→ **SET EXERCISE**: Rewrite the lines below from the one holding "green roller door" through the end of the records, inclusive, changing "objects" to "boxes" and keeping everything else the same. Give only those lines, and omit the pictures.

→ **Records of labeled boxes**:
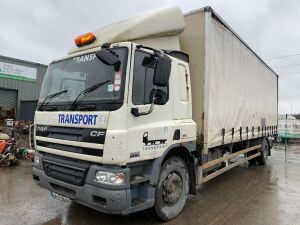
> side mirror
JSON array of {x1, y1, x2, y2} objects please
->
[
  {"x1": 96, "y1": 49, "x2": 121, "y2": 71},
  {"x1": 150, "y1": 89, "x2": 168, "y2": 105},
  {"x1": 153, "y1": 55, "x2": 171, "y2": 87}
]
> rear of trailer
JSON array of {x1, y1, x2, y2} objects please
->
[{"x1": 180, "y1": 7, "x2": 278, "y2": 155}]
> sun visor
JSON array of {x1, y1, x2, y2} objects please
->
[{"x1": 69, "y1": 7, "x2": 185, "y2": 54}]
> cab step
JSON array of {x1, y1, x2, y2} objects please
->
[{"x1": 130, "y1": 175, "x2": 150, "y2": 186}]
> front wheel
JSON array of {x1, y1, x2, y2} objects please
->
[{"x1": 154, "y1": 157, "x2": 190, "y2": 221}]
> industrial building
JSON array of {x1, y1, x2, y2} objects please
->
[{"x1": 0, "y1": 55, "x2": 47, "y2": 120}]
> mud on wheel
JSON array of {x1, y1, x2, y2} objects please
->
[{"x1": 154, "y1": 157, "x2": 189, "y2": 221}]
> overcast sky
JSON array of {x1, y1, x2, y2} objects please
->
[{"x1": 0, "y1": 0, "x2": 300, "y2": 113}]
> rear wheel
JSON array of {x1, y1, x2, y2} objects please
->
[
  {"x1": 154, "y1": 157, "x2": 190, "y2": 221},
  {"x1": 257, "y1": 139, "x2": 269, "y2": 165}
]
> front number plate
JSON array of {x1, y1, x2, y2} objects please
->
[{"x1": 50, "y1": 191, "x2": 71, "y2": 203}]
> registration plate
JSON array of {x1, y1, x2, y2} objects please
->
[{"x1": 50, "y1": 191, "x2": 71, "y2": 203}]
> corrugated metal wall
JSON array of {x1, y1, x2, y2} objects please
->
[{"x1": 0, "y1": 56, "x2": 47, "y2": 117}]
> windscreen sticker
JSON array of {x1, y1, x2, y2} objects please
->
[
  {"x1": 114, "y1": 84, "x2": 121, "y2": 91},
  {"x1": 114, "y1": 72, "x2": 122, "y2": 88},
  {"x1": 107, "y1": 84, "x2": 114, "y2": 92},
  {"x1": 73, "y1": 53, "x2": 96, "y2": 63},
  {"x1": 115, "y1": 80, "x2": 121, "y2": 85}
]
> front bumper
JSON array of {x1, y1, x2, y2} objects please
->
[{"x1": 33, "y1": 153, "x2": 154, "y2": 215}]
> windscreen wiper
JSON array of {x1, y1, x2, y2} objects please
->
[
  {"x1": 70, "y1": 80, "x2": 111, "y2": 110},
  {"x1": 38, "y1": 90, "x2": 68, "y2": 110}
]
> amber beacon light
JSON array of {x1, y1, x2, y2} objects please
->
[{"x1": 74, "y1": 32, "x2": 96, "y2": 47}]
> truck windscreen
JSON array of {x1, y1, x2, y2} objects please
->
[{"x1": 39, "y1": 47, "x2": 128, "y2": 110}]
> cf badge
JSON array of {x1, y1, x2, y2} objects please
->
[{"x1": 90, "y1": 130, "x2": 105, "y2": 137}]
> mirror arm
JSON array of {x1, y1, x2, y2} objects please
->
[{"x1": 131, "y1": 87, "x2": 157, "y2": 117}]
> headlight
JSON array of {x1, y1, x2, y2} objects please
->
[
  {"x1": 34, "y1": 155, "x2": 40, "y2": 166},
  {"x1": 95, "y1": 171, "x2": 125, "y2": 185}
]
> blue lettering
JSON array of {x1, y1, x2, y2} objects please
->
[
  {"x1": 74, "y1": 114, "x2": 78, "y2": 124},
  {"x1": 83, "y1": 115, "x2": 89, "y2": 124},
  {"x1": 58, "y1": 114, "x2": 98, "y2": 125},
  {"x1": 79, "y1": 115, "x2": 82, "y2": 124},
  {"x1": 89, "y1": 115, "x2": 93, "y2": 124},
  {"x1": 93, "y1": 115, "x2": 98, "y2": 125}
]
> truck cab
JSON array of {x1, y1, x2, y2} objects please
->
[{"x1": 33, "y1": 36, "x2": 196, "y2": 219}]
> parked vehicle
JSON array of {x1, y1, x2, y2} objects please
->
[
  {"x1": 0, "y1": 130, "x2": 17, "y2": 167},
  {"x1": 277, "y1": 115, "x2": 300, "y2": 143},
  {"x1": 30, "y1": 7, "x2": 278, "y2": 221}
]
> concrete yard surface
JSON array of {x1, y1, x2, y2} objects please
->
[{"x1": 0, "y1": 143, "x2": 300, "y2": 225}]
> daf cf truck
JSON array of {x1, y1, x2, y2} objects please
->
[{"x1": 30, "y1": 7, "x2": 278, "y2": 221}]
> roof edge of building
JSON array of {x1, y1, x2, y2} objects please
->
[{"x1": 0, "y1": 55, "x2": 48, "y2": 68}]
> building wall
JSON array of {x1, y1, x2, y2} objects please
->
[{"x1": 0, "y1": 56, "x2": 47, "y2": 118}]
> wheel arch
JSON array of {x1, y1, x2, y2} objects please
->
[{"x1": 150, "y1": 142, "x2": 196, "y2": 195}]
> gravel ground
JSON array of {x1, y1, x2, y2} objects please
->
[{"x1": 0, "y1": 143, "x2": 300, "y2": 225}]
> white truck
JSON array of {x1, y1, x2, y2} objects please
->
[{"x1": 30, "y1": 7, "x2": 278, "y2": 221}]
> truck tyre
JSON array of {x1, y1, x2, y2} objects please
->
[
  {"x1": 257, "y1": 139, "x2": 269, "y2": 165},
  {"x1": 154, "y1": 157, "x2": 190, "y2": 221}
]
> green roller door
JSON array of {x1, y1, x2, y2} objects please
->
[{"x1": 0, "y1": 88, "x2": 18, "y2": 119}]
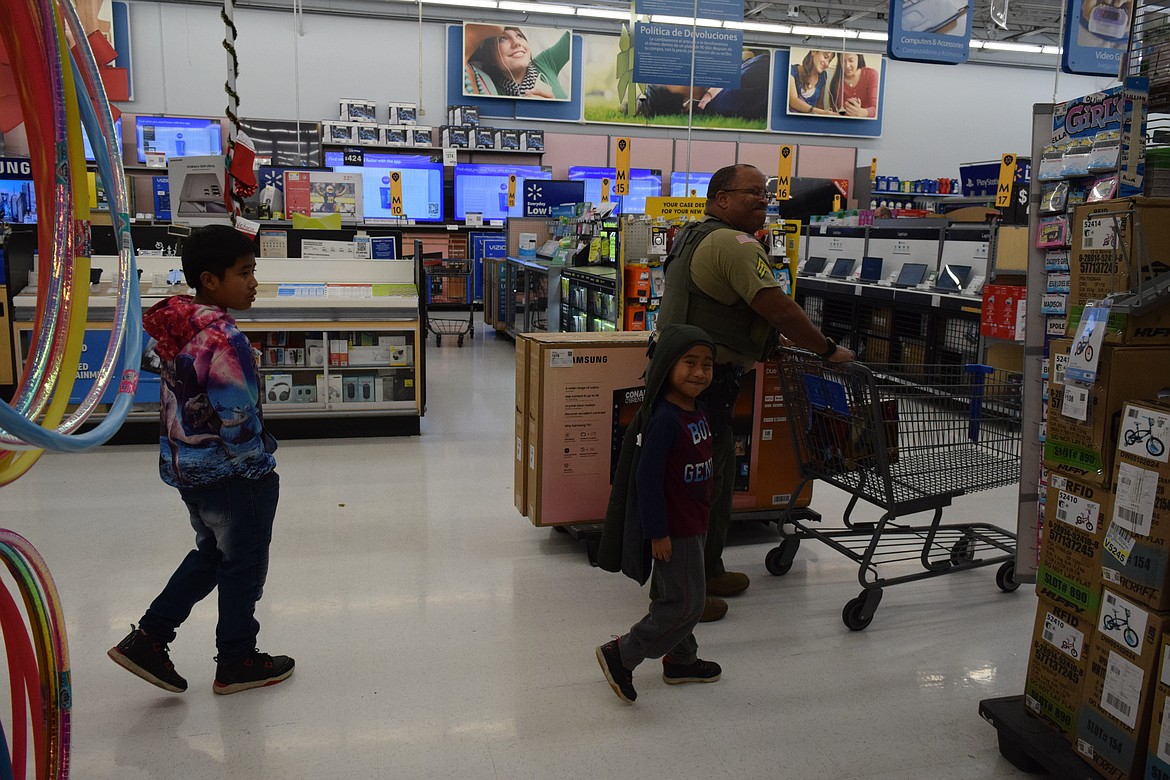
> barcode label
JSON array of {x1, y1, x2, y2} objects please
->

→ **TASK SOLUTION**:
> green roller door
JSON array of {x1, y1, x2, y2} boxes please
->
[{"x1": 0, "y1": 88, "x2": 18, "y2": 119}]
> barcode label
JSON array of {x1, y1, x2, y2} boxes please
->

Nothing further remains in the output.